Contour labeling items
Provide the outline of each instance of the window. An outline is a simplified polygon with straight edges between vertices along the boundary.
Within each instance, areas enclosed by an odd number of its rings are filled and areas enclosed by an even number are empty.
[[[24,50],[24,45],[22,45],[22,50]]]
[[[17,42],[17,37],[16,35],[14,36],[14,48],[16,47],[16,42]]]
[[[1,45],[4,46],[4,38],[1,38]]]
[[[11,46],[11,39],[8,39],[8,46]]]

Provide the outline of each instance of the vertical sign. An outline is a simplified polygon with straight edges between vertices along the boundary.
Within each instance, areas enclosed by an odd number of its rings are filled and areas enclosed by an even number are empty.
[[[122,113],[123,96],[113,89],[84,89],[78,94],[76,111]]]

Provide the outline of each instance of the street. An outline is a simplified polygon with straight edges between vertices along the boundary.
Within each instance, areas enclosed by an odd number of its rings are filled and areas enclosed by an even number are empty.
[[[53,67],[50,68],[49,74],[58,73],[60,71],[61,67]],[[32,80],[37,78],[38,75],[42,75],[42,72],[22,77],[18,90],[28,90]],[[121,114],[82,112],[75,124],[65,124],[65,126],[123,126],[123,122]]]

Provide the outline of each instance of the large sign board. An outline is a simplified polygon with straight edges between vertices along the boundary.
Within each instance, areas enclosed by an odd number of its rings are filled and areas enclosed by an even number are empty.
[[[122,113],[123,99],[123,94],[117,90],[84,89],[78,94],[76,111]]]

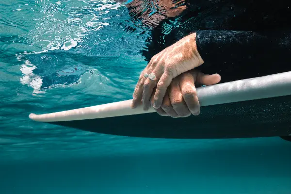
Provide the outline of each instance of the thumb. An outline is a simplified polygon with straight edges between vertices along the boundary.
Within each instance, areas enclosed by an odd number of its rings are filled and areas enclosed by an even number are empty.
[[[212,75],[207,75],[199,72],[195,84],[204,85],[213,85],[219,83],[221,80],[220,75],[217,73]]]

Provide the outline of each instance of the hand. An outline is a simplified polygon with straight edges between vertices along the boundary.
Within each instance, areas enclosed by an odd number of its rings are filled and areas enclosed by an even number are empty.
[[[196,67],[204,62],[196,46],[196,33],[189,35],[155,55],[141,74],[133,93],[132,108],[142,100],[144,110],[150,106],[150,98],[157,86],[154,98],[154,108],[162,105],[167,88],[172,80],[182,73]],[[153,73],[155,79],[144,76]]]
[[[195,86],[215,84],[220,80],[219,74],[205,75],[195,69],[183,73],[173,80],[161,107],[155,110],[162,116],[173,118],[186,117],[191,113],[198,115],[200,106]],[[152,105],[154,103],[154,93],[151,97]]]

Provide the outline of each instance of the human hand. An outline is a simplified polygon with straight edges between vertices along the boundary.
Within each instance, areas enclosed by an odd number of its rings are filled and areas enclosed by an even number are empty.
[[[197,115],[200,113],[200,106],[195,86],[215,84],[220,80],[220,75],[218,74],[206,75],[195,69],[183,73],[173,80],[162,106],[155,110],[162,116],[173,118],[186,117],[191,113]],[[151,97],[152,106],[154,94]]]
[[[165,48],[151,59],[142,72],[133,95],[131,107],[136,107],[142,101],[144,110],[147,110],[153,90],[156,86],[153,106],[160,108],[173,79],[203,63],[197,50],[195,33]]]

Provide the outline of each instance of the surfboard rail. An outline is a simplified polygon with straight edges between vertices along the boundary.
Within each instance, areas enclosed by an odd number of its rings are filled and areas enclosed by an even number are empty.
[[[197,88],[201,106],[291,95],[291,71],[219,83]],[[35,114],[29,118],[38,122],[54,122],[108,118],[148,113],[142,106],[131,109],[131,100],[65,111]]]

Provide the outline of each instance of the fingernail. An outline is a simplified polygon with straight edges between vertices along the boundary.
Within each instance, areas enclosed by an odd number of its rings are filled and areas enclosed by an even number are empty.
[[[200,111],[196,111],[195,112],[192,113],[192,114],[195,116],[197,116],[199,114],[200,114]]]
[[[159,107],[158,107],[158,106],[157,105],[157,104],[154,103],[154,108],[155,108],[155,109],[159,108]]]

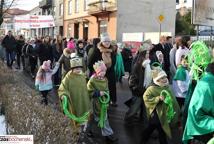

**Given task**
From the entries, select and copy every line that holds the string "hand".

**The solution**
Provide the outline of each instance of the hand. An outline is a simplified polygon with straight edges between vertices along the boundary.
Provide the outline of each instance of the human hand. An outline is a simplified polygon with straight edges between vertices along the boundary.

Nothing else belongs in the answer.